# Data entries:

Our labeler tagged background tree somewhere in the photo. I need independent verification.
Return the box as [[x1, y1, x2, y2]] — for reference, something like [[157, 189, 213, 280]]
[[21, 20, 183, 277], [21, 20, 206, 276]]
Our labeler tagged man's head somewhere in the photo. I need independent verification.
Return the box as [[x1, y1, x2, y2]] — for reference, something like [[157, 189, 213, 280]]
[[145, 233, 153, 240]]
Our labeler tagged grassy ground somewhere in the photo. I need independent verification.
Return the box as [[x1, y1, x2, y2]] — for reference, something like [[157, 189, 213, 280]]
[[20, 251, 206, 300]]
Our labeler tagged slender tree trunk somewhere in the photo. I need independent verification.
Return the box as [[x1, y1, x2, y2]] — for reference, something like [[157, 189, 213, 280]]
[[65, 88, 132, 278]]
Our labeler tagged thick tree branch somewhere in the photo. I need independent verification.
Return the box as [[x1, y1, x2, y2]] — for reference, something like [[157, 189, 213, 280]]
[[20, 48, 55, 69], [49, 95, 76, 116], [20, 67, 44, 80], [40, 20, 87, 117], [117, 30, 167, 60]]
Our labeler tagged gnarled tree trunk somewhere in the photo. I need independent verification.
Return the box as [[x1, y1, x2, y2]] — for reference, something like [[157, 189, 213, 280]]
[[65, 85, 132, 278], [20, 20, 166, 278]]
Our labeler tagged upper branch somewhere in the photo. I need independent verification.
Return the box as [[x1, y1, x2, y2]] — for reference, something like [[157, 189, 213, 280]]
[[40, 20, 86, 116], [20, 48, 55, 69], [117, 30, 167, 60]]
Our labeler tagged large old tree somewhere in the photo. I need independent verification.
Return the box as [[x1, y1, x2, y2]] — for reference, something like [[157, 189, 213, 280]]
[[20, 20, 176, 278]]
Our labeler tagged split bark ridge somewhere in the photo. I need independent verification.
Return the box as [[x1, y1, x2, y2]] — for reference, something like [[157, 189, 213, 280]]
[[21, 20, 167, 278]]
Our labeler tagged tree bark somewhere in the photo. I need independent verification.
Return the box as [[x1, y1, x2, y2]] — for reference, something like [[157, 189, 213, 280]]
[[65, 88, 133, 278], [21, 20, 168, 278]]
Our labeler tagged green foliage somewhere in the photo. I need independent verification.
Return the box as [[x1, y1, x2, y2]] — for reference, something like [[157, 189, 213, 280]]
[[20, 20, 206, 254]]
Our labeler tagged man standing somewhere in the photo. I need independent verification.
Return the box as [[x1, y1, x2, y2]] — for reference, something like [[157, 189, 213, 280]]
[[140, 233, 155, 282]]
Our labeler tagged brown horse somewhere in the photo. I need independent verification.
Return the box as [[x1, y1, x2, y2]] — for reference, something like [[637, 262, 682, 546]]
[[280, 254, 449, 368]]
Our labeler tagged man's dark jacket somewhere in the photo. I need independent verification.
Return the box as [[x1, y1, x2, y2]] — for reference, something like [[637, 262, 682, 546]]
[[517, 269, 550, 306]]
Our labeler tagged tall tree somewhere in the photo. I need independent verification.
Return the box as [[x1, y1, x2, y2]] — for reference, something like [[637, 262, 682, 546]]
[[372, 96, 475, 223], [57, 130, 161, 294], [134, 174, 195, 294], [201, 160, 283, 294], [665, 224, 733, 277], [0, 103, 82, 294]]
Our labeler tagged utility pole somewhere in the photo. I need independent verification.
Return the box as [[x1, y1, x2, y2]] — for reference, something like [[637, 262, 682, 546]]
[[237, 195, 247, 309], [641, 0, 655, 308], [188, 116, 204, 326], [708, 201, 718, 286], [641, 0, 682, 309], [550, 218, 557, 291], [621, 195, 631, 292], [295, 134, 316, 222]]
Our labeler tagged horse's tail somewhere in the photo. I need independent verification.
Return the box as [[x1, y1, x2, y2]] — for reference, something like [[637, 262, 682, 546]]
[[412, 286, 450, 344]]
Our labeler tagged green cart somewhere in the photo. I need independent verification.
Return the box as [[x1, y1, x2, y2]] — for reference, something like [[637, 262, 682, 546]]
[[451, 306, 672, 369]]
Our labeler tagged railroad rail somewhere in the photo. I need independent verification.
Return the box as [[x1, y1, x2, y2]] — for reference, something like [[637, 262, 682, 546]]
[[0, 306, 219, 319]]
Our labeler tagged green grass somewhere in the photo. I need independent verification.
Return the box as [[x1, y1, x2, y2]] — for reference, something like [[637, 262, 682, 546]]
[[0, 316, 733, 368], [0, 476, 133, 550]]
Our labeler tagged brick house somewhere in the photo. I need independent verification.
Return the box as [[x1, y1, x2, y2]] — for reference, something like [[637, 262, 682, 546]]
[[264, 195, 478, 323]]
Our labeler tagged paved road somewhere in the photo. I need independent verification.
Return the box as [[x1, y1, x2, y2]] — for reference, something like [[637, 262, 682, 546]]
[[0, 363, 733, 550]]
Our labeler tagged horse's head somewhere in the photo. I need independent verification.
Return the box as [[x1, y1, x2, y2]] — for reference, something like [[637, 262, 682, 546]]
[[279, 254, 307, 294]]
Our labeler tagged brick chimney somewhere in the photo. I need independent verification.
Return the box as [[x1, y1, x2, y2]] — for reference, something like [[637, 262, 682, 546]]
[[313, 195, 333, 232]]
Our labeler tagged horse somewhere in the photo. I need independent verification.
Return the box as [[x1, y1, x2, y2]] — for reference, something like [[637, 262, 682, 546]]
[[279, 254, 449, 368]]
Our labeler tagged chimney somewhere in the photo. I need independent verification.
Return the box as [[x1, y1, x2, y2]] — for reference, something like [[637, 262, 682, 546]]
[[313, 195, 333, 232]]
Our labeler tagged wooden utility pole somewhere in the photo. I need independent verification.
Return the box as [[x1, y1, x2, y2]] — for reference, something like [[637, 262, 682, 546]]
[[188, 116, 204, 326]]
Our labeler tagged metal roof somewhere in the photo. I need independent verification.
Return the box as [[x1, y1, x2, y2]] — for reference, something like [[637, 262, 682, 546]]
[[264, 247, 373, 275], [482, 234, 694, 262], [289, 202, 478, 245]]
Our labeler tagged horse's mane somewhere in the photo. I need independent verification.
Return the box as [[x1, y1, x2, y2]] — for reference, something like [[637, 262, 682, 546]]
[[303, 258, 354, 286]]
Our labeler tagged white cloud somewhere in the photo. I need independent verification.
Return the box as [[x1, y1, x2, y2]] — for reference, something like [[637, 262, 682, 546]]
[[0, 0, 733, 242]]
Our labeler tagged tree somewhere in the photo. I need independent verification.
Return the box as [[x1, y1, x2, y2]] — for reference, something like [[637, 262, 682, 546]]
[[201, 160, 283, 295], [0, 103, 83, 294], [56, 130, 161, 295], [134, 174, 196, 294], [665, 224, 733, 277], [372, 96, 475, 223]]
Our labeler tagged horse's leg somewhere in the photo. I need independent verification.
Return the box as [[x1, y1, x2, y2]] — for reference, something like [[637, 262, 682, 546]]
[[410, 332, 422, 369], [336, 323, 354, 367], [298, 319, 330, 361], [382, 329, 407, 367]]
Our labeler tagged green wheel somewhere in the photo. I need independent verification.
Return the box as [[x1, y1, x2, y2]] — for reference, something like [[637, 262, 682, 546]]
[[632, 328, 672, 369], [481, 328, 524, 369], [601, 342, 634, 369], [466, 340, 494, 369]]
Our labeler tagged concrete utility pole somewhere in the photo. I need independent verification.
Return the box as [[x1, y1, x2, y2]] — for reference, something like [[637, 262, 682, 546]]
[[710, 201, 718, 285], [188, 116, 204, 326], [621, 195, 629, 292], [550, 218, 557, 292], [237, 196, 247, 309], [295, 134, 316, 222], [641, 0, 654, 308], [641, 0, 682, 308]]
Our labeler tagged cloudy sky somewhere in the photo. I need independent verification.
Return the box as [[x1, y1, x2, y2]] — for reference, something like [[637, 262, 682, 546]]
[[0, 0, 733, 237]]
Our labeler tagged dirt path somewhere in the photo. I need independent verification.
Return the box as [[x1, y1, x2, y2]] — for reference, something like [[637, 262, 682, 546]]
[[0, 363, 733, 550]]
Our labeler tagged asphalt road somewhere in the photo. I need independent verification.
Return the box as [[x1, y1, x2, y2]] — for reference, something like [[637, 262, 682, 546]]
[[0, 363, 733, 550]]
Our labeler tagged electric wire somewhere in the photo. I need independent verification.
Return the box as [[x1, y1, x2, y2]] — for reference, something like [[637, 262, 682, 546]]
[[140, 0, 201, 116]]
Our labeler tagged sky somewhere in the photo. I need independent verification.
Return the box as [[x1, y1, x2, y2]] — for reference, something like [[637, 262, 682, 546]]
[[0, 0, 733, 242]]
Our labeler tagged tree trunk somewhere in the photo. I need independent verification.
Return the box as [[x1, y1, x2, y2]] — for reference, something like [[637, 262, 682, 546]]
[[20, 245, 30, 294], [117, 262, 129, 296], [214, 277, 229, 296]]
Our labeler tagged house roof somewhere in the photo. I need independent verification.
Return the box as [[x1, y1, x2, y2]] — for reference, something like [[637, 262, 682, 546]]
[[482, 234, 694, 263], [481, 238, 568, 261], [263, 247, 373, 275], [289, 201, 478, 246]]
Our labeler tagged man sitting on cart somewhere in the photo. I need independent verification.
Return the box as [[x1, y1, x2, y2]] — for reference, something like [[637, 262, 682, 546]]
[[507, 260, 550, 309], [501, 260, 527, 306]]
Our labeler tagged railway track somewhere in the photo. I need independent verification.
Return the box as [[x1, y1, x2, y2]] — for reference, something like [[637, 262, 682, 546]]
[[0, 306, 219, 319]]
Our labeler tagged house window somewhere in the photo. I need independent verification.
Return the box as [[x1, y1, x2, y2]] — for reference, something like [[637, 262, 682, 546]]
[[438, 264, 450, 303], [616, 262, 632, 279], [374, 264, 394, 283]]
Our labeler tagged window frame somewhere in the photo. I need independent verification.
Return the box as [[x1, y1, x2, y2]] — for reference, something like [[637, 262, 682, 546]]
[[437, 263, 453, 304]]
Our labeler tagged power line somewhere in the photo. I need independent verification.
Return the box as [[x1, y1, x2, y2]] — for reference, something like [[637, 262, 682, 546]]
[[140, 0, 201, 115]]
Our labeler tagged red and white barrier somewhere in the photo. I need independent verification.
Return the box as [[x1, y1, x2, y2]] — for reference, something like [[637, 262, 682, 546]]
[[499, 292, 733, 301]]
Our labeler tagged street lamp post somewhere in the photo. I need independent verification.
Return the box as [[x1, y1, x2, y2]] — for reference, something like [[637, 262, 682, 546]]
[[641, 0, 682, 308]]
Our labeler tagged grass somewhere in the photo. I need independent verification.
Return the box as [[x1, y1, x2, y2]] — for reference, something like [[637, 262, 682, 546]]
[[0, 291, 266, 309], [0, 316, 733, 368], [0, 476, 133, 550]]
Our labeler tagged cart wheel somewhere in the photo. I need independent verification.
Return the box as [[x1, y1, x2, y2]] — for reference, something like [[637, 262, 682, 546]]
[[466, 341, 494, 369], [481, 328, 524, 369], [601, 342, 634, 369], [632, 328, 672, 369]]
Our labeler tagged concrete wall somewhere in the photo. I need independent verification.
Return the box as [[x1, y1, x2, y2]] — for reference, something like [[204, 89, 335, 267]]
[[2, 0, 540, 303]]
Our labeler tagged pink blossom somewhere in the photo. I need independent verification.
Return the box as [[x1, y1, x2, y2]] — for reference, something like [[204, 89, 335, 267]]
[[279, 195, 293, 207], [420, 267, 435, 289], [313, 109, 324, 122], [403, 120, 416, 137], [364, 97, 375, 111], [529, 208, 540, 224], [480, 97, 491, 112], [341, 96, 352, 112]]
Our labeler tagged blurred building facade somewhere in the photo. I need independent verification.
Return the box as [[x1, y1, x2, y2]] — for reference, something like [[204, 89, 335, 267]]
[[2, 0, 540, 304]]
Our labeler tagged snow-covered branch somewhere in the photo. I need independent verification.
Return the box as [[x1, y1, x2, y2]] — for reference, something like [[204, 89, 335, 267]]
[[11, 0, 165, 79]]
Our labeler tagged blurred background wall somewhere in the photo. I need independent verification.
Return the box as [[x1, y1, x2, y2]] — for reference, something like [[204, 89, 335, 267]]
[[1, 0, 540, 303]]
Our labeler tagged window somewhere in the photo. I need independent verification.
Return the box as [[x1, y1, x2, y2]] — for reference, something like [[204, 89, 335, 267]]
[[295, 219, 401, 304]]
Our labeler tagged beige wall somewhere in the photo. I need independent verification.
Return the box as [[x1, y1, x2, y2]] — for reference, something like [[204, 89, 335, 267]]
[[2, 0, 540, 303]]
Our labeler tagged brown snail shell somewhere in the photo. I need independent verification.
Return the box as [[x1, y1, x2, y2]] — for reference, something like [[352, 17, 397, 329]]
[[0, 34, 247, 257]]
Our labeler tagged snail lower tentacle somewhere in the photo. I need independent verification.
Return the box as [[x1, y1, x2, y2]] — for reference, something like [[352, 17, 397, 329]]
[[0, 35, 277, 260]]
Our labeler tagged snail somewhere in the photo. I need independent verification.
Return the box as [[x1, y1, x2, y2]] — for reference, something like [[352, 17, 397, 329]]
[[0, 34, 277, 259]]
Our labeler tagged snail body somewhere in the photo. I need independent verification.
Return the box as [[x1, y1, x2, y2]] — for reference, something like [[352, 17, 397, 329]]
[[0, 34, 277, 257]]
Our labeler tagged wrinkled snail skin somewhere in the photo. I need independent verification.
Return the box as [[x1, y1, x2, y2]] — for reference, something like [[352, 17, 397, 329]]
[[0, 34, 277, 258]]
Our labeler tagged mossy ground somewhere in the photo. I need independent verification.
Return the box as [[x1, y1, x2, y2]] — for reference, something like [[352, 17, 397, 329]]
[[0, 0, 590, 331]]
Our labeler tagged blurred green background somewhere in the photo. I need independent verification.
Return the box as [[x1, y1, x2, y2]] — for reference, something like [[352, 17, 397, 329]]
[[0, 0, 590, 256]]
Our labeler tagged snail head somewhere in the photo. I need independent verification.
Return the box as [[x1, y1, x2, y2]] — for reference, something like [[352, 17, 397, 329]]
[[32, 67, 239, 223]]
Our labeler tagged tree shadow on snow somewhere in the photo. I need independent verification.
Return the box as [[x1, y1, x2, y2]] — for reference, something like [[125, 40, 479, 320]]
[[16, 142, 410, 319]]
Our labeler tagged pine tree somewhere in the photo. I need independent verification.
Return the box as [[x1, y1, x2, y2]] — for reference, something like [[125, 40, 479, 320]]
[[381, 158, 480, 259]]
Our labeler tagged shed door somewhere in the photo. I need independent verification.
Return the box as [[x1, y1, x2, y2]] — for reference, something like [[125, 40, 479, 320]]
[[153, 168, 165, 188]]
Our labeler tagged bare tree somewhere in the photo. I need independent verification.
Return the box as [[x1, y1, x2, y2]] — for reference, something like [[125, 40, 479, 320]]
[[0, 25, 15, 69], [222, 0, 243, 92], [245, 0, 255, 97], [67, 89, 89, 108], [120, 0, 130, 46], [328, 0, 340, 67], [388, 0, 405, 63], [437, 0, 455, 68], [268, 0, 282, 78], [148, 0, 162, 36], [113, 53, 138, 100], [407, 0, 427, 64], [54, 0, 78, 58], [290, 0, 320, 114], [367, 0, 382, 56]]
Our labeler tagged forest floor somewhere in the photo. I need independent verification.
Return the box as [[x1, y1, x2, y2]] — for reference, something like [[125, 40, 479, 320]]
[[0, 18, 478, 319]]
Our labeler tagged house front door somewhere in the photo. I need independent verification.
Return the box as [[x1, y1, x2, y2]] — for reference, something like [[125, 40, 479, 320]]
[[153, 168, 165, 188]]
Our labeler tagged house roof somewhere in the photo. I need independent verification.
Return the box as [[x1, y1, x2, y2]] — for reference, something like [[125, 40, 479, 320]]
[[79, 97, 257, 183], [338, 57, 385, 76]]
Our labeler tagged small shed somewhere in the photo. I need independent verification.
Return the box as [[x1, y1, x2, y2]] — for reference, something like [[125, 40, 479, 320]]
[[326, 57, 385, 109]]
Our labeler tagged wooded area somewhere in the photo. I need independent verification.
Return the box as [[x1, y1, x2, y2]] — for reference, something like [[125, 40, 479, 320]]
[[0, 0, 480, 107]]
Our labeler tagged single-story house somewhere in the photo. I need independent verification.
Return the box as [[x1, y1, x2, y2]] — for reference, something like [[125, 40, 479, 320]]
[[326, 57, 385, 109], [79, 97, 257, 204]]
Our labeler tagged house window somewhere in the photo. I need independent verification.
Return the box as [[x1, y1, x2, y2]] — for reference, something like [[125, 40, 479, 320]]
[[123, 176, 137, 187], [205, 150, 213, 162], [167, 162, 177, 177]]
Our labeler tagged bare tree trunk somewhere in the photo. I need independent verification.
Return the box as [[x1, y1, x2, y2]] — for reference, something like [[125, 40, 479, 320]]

# Required work:
Please rewrite the rows from the start through the line containing "[[145, 233, 153, 240]]", changing "labeler" to "annotator" and leaving everything else the same.

# Answer:
Our annotator tagged background tree somewhere in the photo. I need independent verification.
Return the box as [[x1, y1, x2, y2]] — for reference, something like [[157, 189, 213, 280]]
[[21, 20, 183, 277], [21, 20, 206, 276]]
Our annotator tagged man's head somewhere in the photo. I need independent verification.
Return the box as [[x1, y1, x2, y2]] — for reference, something like [[157, 189, 213, 280]]
[[145, 233, 153, 240]]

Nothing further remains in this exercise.